* [What you are asked to do] Find every line in the listing below that contains the string "locate" and reproduce each of those lines verbatim.

[Begin]

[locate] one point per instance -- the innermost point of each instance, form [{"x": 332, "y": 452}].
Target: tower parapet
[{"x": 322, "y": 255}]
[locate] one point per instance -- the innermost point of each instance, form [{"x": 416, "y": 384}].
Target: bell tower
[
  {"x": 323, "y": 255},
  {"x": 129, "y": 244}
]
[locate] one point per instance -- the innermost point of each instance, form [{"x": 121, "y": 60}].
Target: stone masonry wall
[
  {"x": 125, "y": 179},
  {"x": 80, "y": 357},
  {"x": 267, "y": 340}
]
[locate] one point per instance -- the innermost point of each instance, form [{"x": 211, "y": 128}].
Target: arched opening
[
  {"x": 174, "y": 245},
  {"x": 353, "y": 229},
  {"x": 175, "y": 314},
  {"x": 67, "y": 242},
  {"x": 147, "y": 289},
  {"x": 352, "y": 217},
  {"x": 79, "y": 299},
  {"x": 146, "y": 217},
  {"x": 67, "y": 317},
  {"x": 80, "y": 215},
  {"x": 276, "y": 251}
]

[End]

* [Answer for this exercise]
[locate] one point per instance -- the innermost point of each instance, form [{"x": 332, "y": 452}].
[locate] one point per instance -- the innermost point of each instance, form [{"x": 416, "y": 384}].
[locate] one point per instance -- the innermost point of each instance, form [{"x": 121, "y": 60}].
[locate] one point per instance -- the innermost point of each instance, form [{"x": 211, "y": 128}].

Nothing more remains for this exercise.